Page text
begin

Life & Beauty Weekly: Beautiful You
Rx for Dry Hair!
By Michele Meyer for Life & Beauty Weekly
Has summer’s searing heat cooked your coif to a dull dryness? Or do you struggle with the frizzies all year? Either way, don’t despair. Here are the six most common dry-hair culprits, plus reviving tips from top stylists.
Issue: You worship the sun.
Rx: This one’s an easy fix: Before heading outdoors, either don a hat (Coolibar.com sells stylish sun-blockers!) or spray your tresses with a UVA protectant.
Then, once a week, treat your hair to a deep conditioner or a half-cup of warmed olive oil. First, towel-blot hair until it’s damp. You don’t want to apply conditioning treatments to wet hair -- just as with an oversaturated lawn, “when hair follicles already are filled with water, they cannot absorb conditioners,” says Umberto Savone, Selma Blair’s stylist. Next, apply the conditioner or olive oil. Then wrap your head in a warm towel for 20 minutes. Finally, rinse. You may be tempted to wear a shower cap to bed and keep the conditioner on overnight, but don’t bother; Savone says the treatment loses effectiveness over time.
Issue: You wash your hair too often.

end

Written tasks
[A] Retype the passage of the dry-hair article from "Issue: You worship" to "hair too often." without changing a word.
[B] In the dry-hair article, how long should you keep your head wrapped in a warm towel after applying the conditioner or olive oil?

Source excerpt

begin

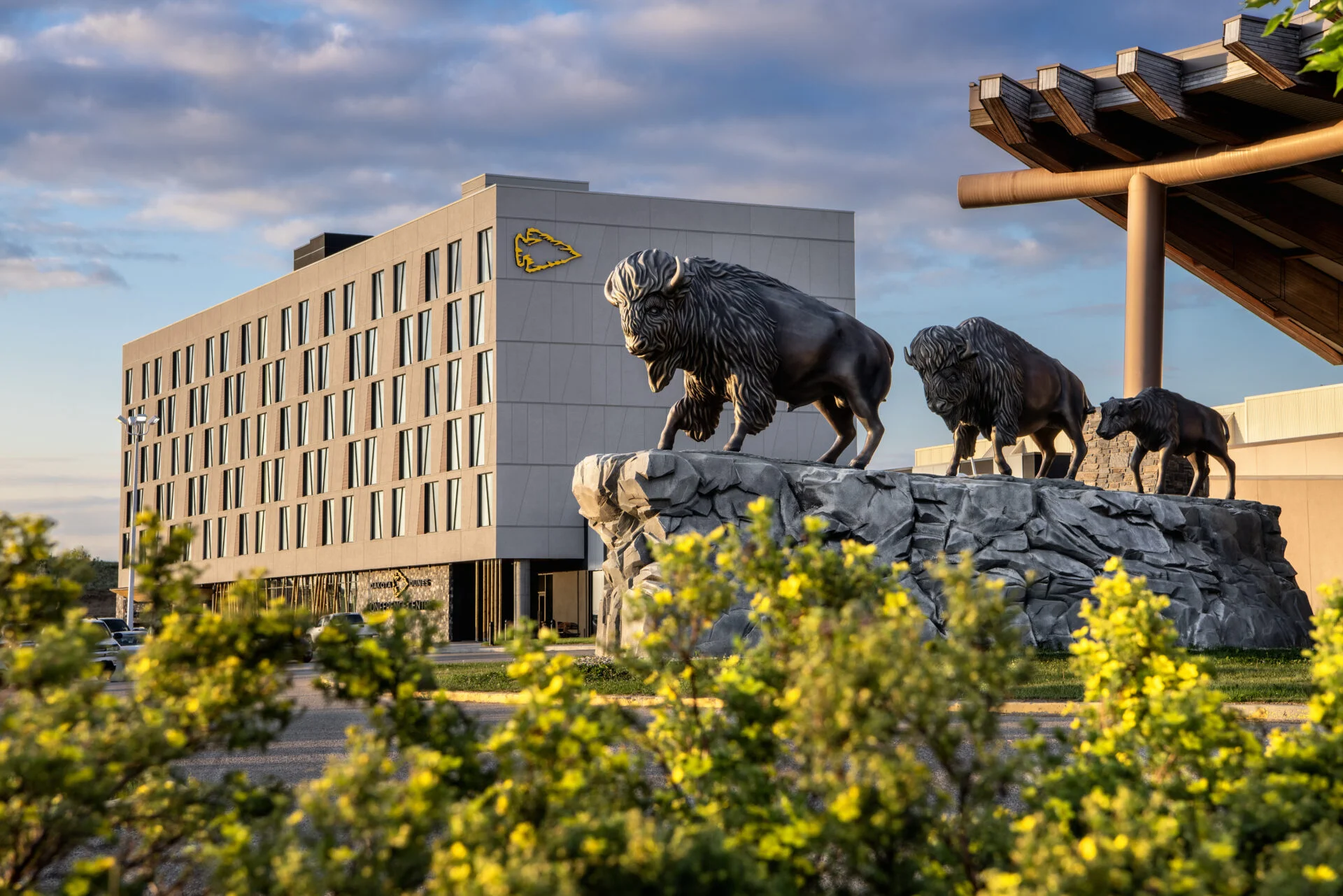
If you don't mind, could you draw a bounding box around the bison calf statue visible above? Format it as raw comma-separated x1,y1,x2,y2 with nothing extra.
1096,385,1235,499
606,248,895,469
905,317,1096,480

end

Answers to the tasks
[A]
Issue: You worship the sun.
Rx: This one’s an easy fix: Before heading outdoors, either don a hat (Coolibar.com sells stylish sun-blockers!) or spray your tresses with a UVA protectant.
Then, once a week, treat your hair to a deep conditioner or a half-cup of warmed olive oil. First, towel-blot hair until it’s damp. You don’t want to apply conditioning treatments to wet hair -- just as with an oversaturated lawn, “when hair follicles already are filled with water, they cannot absorb conditioners,” says Umberto Savone, Selma Blair’s stylist. Next, apply the conditioner or olive oil. Then wrap your head in a warm towel for 20 minutes. Finally, rinse. You may be tempted to wear a shower cap to bed and keep the conditioner on overnight, but don’t bother; Savone says the treatment loses effectiveness over time.
Issue: You wash your hair too often.

[B] 20 minutes.